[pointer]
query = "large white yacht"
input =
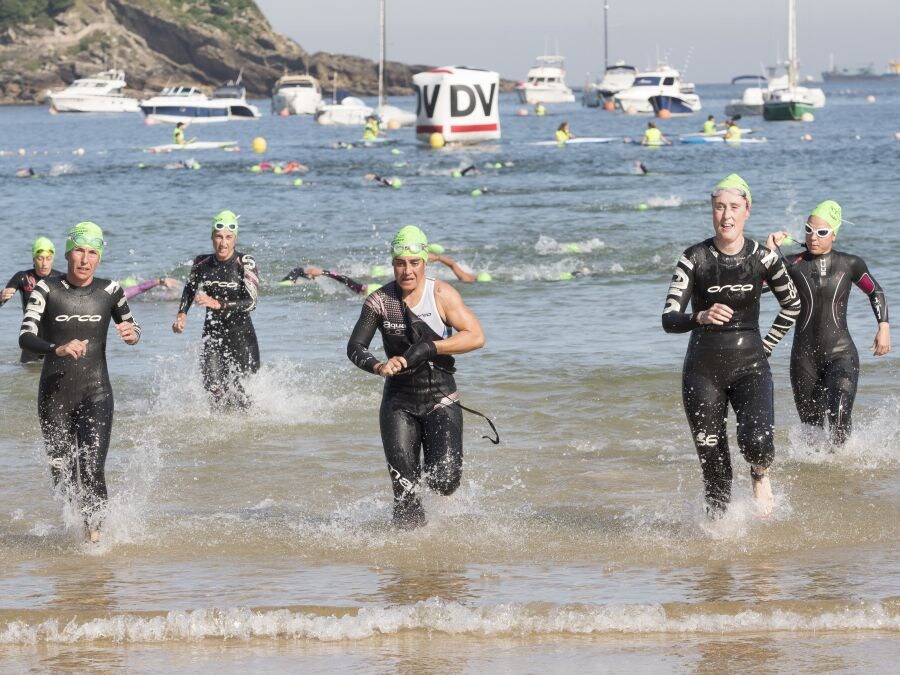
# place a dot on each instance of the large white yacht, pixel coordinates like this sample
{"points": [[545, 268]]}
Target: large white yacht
{"points": [[546, 82], [298, 94], [662, 82], [189, 104], [101, 93]]}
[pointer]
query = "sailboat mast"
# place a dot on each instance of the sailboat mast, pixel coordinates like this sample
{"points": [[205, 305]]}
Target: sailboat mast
{"points": [[381, 57], [605, 36], [792, 43]]}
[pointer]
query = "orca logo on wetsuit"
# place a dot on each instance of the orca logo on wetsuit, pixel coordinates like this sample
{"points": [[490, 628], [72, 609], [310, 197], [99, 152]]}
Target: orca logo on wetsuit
{"points": [[738, 288], [93, 318]]}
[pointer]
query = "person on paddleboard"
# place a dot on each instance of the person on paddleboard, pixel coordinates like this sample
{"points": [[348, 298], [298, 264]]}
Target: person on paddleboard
{"points": [[727, 358], [824, 359], [226, 283], [24, 281], [67, 320], [423, 322]]}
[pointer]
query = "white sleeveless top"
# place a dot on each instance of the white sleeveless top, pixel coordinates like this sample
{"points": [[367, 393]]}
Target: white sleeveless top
{"points": [[427, 311]]}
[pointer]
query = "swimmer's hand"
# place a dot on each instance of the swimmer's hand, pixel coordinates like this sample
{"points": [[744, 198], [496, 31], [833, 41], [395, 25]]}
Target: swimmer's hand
{"points": [[717, 315], [127, 332], [204, 300], [390, 367], [419, 353], [178, 324], [74, 348], [882, 343]]}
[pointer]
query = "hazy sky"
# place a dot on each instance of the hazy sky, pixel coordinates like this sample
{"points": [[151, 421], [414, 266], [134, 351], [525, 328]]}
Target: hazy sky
{"points": [[717, 39]]}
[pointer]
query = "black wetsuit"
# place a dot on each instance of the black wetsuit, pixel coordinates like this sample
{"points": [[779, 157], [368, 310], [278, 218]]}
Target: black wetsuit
{"points": [[419, 408], [824, 360], [229, 350], [728, 363], [24, 283], [75, 399]]}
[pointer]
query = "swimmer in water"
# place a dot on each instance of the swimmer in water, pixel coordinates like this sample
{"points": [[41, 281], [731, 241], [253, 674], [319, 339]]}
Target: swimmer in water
{"points": [[421, 416], [727, 359]]}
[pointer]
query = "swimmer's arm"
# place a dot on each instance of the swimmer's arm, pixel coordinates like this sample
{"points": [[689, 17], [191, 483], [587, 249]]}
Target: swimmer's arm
{"points": [[674, 317], [361, 338], [785, 292], [126, 326], [460, 273], [867, 284], [469, 335], [34, 316]]}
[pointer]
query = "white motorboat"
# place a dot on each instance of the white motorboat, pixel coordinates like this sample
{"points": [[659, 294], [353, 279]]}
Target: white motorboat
{"points": [[545, 82], [350, 111], [101, 93], [298, 94], [616, 78], [665, 82], [189, 104]]}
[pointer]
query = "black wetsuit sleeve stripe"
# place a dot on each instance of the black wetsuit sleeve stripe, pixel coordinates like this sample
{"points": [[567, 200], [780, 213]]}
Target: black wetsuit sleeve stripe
{"points": [[361, 338], [352, 284], [867, 284], [121, 311], [779, 281], [34, 315], [674, 318], [190, 290]]}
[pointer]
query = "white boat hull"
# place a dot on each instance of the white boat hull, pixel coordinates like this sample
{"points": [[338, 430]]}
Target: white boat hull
{"points": [[297, 101], [534, 95], [93, 103]]}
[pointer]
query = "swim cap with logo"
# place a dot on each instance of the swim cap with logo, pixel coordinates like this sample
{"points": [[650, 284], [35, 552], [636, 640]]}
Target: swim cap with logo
{"points": [[410, 241], [42, 244], [734, 183], [225, 220], [830, 212], [85, 234]]}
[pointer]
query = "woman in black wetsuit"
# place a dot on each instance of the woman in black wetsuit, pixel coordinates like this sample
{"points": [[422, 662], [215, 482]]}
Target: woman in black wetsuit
{"points": [[722, 278], [420, 409], [226, 283], [66, 320], [824, 360]]}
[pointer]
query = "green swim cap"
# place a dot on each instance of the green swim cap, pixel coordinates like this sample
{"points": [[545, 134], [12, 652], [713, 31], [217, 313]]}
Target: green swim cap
{"points": [[85, 234], [830, 212], [225, 220], [736, 183], [410, 241], [42, 244]]}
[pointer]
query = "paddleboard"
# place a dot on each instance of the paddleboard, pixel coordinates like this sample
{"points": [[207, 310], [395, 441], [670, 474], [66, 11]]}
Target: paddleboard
{"points": [[719, 139], [196, 145], [571, 141]]}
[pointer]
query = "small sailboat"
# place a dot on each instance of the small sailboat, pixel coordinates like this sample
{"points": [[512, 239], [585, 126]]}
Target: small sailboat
{"points": [[791, 103]]}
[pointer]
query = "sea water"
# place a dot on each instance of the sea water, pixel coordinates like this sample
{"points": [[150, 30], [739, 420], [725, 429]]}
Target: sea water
{"points": [[262, 540]]}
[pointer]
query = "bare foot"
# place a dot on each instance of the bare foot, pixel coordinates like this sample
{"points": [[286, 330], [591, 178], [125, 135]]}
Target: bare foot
{"points": [[762, 495]]}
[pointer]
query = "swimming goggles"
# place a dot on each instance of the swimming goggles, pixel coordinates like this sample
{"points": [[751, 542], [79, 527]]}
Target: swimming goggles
{"points": [[414, 248], [820, 232], [82, 240]]}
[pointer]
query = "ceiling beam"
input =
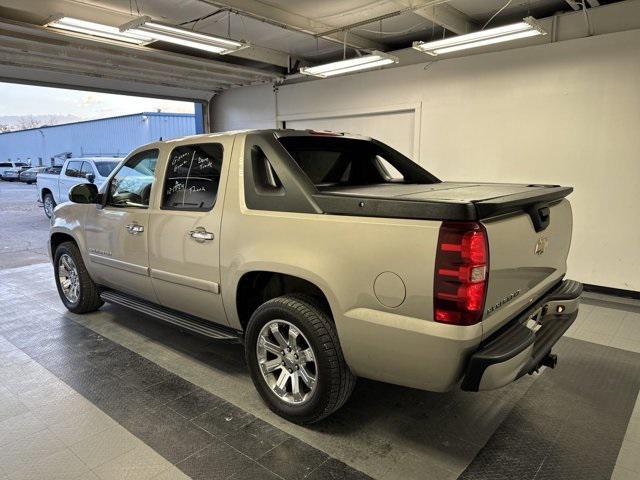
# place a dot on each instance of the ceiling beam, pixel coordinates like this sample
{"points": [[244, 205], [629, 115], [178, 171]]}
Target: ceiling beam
{"points": [[444, 15], [114, 15], [292, 21], [577, 4], [39, 48]]}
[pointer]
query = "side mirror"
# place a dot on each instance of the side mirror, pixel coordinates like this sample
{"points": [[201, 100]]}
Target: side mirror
{"points": [[84, 193]]}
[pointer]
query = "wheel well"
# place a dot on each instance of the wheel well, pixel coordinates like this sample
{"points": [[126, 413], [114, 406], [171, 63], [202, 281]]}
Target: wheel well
{"points": [[255, 288], [57, 239]]}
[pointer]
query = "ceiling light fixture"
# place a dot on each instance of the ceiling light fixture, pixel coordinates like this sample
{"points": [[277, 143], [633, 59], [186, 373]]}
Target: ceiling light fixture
{"points": [[376, 59], [148, 27], [76, 25], [529, 27]]}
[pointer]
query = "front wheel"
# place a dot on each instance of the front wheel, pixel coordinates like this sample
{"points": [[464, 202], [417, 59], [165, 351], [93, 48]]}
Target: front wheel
{"points": [[49, 204], [75, 287], [295, 359]]}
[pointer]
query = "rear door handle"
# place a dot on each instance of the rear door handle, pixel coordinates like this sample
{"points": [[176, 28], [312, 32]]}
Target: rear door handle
{"points": [[201, 235], [134, 228]]}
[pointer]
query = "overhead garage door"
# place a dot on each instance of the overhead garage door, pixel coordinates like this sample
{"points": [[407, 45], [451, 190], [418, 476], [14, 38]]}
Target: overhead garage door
{"points": [[396, 128]]}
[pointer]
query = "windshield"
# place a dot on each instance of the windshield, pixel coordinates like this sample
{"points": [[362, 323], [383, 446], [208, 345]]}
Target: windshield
{"points": [[105, 168], [333, 161]]}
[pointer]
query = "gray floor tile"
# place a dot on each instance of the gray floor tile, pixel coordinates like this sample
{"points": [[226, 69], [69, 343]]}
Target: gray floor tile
{"points": [[104, 446], [58, 466], [141, 463], [75, 428], [21, 426], [11, 406], [173, 473], [28, 449]]}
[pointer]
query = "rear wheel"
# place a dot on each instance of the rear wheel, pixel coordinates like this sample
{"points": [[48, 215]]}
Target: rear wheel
{"points": [[295, 359], [75, 287], [49, 204]]}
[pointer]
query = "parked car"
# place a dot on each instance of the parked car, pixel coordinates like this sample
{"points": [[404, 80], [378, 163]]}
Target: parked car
{"points": [[30, 174], [329, 256], [10, 171], [53, 188]]}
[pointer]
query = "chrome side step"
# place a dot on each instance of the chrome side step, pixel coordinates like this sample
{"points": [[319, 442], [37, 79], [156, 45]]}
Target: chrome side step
{"points": [[184, 321]]}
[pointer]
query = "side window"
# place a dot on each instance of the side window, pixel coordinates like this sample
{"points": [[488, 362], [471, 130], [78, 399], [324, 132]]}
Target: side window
{"points": [[193, 177], [86, 169], [131, 186], [389, 172], [73, 169]]}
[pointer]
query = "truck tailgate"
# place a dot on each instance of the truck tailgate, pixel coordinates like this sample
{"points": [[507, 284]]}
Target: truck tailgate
{"points": [[523, 263]]}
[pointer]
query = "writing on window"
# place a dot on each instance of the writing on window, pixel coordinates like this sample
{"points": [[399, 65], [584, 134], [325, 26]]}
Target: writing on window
{"points": [[193, 177]]}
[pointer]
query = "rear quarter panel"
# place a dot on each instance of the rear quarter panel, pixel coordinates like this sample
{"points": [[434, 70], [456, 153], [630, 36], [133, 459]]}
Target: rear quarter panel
{"points": [[343, 256]]}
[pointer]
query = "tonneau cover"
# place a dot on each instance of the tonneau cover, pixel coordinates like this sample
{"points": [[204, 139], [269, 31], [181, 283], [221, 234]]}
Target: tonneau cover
{"points": [[438, 201]]}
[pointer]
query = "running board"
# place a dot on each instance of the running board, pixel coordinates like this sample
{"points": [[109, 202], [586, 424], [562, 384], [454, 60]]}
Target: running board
{"points": [[183, 321]]}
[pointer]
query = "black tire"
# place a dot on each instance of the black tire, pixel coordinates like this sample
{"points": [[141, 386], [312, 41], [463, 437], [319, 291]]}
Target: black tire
{"points": [[89, 298], [48, 197], [335, 381]]}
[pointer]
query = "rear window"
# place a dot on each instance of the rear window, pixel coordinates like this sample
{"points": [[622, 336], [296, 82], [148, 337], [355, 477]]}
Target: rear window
{"points": [[337, 161], [105, 168]]}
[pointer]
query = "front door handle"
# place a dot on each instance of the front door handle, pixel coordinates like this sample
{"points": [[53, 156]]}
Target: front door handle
{"points": [[201, 235], [134, 228]]}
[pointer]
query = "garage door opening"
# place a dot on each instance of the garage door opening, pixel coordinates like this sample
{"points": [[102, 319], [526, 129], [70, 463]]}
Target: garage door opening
{"points": [[43, 126]]}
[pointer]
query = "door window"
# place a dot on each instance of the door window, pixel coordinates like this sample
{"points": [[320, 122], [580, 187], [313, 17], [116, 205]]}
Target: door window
{"points": [[86, 169], [131, 186], [73, 169], [193, 177]]}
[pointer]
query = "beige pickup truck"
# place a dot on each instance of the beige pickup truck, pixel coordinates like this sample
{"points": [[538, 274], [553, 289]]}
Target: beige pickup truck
{"points": [[328, 256]]}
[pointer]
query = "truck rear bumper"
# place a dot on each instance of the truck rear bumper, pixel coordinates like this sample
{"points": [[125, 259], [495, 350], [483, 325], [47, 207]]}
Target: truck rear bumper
{"points": [[525, 344]]}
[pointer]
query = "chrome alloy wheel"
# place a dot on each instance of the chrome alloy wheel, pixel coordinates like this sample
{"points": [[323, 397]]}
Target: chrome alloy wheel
{"points": [[48, 206], [287, 361], [68, 278]]}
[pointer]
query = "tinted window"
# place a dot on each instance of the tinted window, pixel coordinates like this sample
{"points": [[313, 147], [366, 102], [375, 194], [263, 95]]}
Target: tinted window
{"points": [[339, 161], [105, 168], [86, 169], [73, 169], [131, 186], [193, 176]]}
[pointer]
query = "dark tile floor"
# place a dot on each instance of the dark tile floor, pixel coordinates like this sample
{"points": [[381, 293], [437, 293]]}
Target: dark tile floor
{"points": [[116, 395]]}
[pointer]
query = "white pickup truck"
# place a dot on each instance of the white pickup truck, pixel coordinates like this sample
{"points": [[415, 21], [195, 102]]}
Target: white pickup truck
{"points": [[54, 188]]}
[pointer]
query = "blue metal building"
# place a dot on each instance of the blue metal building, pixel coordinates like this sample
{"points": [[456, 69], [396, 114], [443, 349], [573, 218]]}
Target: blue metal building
{"points": [[115, 136]]}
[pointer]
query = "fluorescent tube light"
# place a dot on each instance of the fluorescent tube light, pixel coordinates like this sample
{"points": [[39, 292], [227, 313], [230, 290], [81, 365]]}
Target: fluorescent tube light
{"points": [[527, 28], [96, 30], [181, 36], [376, 59]]}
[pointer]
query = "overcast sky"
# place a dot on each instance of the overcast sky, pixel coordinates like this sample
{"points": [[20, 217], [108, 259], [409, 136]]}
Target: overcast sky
{"points": [[28, 100]]}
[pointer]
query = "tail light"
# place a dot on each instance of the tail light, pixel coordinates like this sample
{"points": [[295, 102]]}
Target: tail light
{"points": [[460, 279]]}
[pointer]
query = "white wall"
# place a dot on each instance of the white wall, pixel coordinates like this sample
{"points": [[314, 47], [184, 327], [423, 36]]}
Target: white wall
{"points": [[566, 113]]}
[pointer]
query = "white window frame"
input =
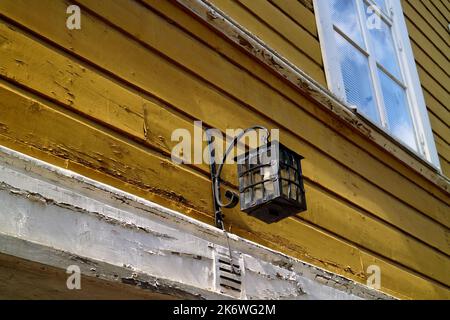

***

What is being asked: Pull out every line of the records above that contains the string "water". Only matches with the same uppercase and lowercase letters count.

Response:
query = "swimmer in water"
# place a dot on each instance of the swimmer in water, pixel coordinates like this sample
Target: swimmer in water
query = "sea water"
# place a dot on each instance of the sea water, pixel coordinates like this sample
Target: sea water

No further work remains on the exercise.